## Task statement
Do not include the pictures; repeat the rest of the data exactly.

## Supplied records

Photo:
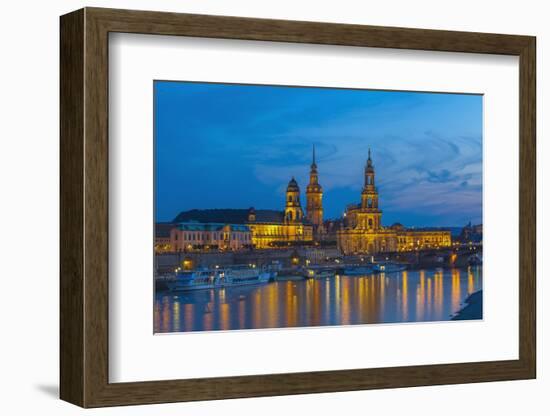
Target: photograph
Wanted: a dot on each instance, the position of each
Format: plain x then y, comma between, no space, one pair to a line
279,206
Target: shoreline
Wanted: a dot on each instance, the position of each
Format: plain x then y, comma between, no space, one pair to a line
472,309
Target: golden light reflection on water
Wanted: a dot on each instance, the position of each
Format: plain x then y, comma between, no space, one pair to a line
338,300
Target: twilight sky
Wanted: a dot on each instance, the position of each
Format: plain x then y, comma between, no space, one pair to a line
237,146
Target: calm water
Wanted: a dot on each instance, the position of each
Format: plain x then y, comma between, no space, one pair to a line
408,296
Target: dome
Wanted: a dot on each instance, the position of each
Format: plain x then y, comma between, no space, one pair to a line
293,186
397,226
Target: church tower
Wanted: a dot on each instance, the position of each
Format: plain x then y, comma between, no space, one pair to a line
370,214
293,209
314,196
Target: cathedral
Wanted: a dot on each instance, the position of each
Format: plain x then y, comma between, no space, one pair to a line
362,231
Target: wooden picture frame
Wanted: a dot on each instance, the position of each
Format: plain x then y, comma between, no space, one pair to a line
84,207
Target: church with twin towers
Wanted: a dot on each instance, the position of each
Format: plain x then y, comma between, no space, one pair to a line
359,231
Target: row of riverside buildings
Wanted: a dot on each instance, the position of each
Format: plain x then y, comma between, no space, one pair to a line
360,231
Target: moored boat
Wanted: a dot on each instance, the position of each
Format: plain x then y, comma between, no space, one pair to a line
218,278
357,270
388,267
318,273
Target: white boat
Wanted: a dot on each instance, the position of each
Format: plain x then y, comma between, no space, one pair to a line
316,273
218,278
357,270
388,267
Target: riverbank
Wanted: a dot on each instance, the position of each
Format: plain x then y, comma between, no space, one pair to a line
473,308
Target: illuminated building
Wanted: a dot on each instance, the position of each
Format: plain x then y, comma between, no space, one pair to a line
162,237
188,236
266,228
314,198
362,230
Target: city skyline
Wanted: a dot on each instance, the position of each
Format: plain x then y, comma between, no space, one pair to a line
237,146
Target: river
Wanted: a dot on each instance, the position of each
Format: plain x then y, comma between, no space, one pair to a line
408,296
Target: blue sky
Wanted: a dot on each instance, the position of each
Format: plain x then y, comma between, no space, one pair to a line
237,146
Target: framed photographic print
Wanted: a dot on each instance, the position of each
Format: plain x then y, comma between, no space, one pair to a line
255,207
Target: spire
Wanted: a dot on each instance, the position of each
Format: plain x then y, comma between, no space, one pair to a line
369,160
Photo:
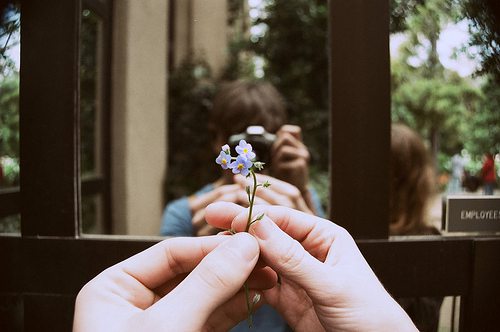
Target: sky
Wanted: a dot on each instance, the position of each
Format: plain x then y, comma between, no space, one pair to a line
452,36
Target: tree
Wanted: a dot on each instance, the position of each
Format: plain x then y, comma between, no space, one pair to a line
484,133
485,29
300,72
437,102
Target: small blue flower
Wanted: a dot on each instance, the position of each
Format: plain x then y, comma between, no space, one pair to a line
245,149
226,149
223,159
241,165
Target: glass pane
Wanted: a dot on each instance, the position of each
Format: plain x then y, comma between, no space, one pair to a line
445,76
92,215
254,44
91,102
10,42
92,116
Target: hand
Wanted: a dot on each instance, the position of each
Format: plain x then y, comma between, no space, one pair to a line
225,193
279,193
290,157
151,292
326,284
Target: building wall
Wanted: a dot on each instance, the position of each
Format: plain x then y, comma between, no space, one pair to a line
139,99
200,30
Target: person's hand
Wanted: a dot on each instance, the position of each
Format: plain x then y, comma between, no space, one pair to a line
290,157
233,193
151,292
326,284
278,193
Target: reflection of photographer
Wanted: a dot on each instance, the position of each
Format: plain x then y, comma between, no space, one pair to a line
254,111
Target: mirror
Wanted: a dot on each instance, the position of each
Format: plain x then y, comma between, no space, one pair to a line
154,146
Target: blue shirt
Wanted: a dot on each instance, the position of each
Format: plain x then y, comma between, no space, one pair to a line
177,221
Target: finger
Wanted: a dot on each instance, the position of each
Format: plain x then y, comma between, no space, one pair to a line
314,233
293,130
232,312
291,260
287,153
221,214
198,220
207,230
214,281
261,278
163,261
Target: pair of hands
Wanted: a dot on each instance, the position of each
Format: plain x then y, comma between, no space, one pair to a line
196,283
290,178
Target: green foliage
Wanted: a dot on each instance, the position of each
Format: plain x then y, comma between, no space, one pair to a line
484,133
400,10
485,18
299,71
191,156
9,116
437,105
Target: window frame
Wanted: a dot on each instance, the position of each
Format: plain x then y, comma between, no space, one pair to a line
51,246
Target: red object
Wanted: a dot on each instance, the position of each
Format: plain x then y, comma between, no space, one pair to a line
488,169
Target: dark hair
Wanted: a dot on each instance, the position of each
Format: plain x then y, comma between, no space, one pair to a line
412,183
242,103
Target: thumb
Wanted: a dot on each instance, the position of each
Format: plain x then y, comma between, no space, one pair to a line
289,259
218,277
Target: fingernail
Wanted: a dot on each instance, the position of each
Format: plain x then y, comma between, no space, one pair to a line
262,228
243,244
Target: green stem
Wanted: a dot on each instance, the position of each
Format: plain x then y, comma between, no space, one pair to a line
252,198
249,222
249,305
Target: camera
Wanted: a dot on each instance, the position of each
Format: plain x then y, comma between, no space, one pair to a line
260,140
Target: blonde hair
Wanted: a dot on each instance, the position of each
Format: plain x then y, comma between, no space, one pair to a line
412,183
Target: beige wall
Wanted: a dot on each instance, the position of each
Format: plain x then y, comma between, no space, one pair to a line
139,99
201,28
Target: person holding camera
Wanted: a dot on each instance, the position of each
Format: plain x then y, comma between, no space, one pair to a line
254,111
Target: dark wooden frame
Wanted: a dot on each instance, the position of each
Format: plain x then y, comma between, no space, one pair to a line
43,269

## Answer to this problem
Photo:
Target: photograph
Wanted: a dot on each instance, the position of each
Format: plain x then y, comma between, no space, one pair to a line
279,206
Target: shoreline
Wanted: a dot on each instance, the position of each
Format: plain x then y, comma between, no space, one pair to a line
472,309
Target: golden light reflection on water
Wanted: a dot on each instance, the position of each
Format: plain x then y, comma between, no space, one pair to a line
338,300
Target: twilight sky
Wanted: a dot on each instance, the position of each
Format: plain x then y, comma between, no space, one pair to a line
237,146
Target: calm water
Wanted: a dot on each instance, the position of each
Format: plain x then y, comma between, no space, one pair to a line
408,296
Target: dome
Wanted: a dot on each instance, the position of each
Format: plain x then y, comma between, no space, one pair to a line
293,186
397,226
Target: church tower
Wanted: a dot on each instance, the position of each
Format: plain x then y, comma between, no space, one pair to a line
370,214
293,209
314,196
Target: cathedral
Wanted: a dot on each instance, the position of each
Format: plain x then y, comma between, no space, one pair to a line
362,231
Target: wooden picture frame
Wanted: a dot on each instance, the position of each
Format: plain x then y, comma between, no space, one pair to a line
84,207
Target: church with twin towers
Wanted: a dot on each instance, the position of each
Format: plain x then y, comma between, no space, one pair to a line
359,231
Target: row of riverside buildings
Wanted: a dot on each instance, the position of each
Format: plain x then y, comma between, no space, one pair to a line
360,231
Target: moored boat
Wanted: a dot on each instance, the position of each
Format: plain x then y, comma between, no space, one pair to a line
218,278
357,270
388,267
318,273
Target: white boat
Wanted: a dot on each instance, the position of each
Format: plain x then y, comma between, no space, one pair to a line
316,273
218,278
357,270
388,267
Target: riverbank
Wanted: a dot on each instance, the position of each
Format: plain x then y, comma between, no space, one pair to a line
473,308
Target: illuminated building
Wanted: a dot on each instance, the position of each
Format: plain x then y, comma between, no space, one pair to a line
162,237
188,236
266,228
314,198
362,230
Target: city skyline
Wanted: a dot on each instance, the position of each
Format: plain x then y, comma between, no space, one pair to a line
237,146
Target: river
Wanted: a dot on each instance, the position of each
Format: plain x then y, comma between, no space, one pair to a line
408,296
Target: blue sky
Wanted: a dot on each instance, the position of each
Format: plain x then y, comma between, no space, one pair to a line
237,146
Target: framed photographic print
Wanted: a dot on each instance, the position of each
Format: plain x then y, comma between, no space, one pair to a line
255,207
Target: spire
Wanted: a dot on each instance, the position of each
Format: plain x then y, comma between, no space, one pair to a line
369,160
Photo:
Target: sky
Wanted: a dot on each instance, the position of each
Format: plain x then y, comma between, no space, one pair to a line
452,36
Target: tree
Wanted: a dot on each instance, the position of each
Format: plain x then y, comma between, no space, one pair to a line
484,133
485,29
300,72
437,102
Target: small blue flower
Wanted: a dot on each instance, the position of each
Format: plain x then y, comma between, no space, one pair to a line
245,149
226,149
223,159
241,165
Target: glass pane
Wanted: a dot on each instance, the position of each
Format: plain x then y, comma between, no space, one pair to a line
445,76
92,215
254,44
91,102
10,42
92,116
Target: hand
Wanted: a dot on each instance, the position of each
Format: plain x then y, comma between, no space, one pair to a line
225,193
279,193
290,157
151,292
326,284
Target: building wall
Wanted: a dot on each instance, the position of each
Format: plain x then y, comma between, no space, one pair to a line
139,99
200,30
Target: person's hand
Wanted: a dot on each instance, the position of each
Format: plain x then y, comma between, no space, one pair to a line
290,157
233,193
151,292
326,284
278,193
Target: reflection of photographer
Wanted: a dot on each instance, the position of each
Format: plain x then y, comma between, no space, one pair to a line
254,111
Target: mirror
Wanted: a dot on each instance, the position of each
Format: plain x then y, comma between, no space, one pair to a line
154,146
Target: blue shirt
Wanted: a dot on each instance, the position of each
Format: plain x then y, comma between, no space, one pair to a line
177,221
Target: finger
Wanted: a dot on each instance, the position of each
Format: plain x then y, comma between, no space, one pair to a line
314,233
293,130
232,312
291,260
287,153
221,214
198,220
207,230
214,281
261,278
163,261
Target: pair of hands
Wanted: a dot on each instance, the position of each
Format: plain x then y, comma between, no space, one pair to a line
196,283
290,178
Target: green foliage
Wanted: a dot on each instance, the position of each
Format: plain x then y, comma between, no space, one pair to a line
484,133
400,10
485,18
299,71
191,156
9,116
437,105
Target: window frame
Wanted: a dot on each instance, the position of each
Format: plain x then y, comma between, no space, one pair to a line
51,246
Target: red object
Wanted: a dot on each instance, the position of each
Format: plain x then y, comma between, no space, one pair to a line
488,169
Target: dark hair
Wanted: a dot on each instance, the position of each
Format: plain x then y, comma between, no space, one pair to a line
412,183
242,103
Target: thumb
Wanted: a dot on each instance, the position of each
Format: plain x then y, comma between, no space, one pair to a line
289,259
218,277
Target: fingernail
Wanted: a dot on each instance, the position of each
Format: plain x then y, comma between, no space, one pair to a line
262,228
243,244
Target: green stem
Wanted: a dot on each instance, the position of each
Format: plain x then y, comma between, no space, one pair to a line
252,198
249,222
249,305
Target: camera
Wanted: a dot on each instance, the position of each
Format: plain x then y, comma between, no space, one pair to a line
260,140
Target: blonde hair
Wanted: a dot on each instance, the position of each
Format: plain x then y, comma between, no space, one pair to a line
412,183
Target: beige wall
Wanted: a dot on each instance, the position of each
Format: plain x then y, comma between, no space, one pair to a line
139,99
201,28
Target: person holding camera
Wanted: a dot on each instance, the position of each
Format: plain x then y, comma between, no space, one pair to a line
254,111
Target: dark wooden frame
Wanted: a dot on each instance, the position of each
Format: plain x then y, comma between, no space, one pair to a line
43,269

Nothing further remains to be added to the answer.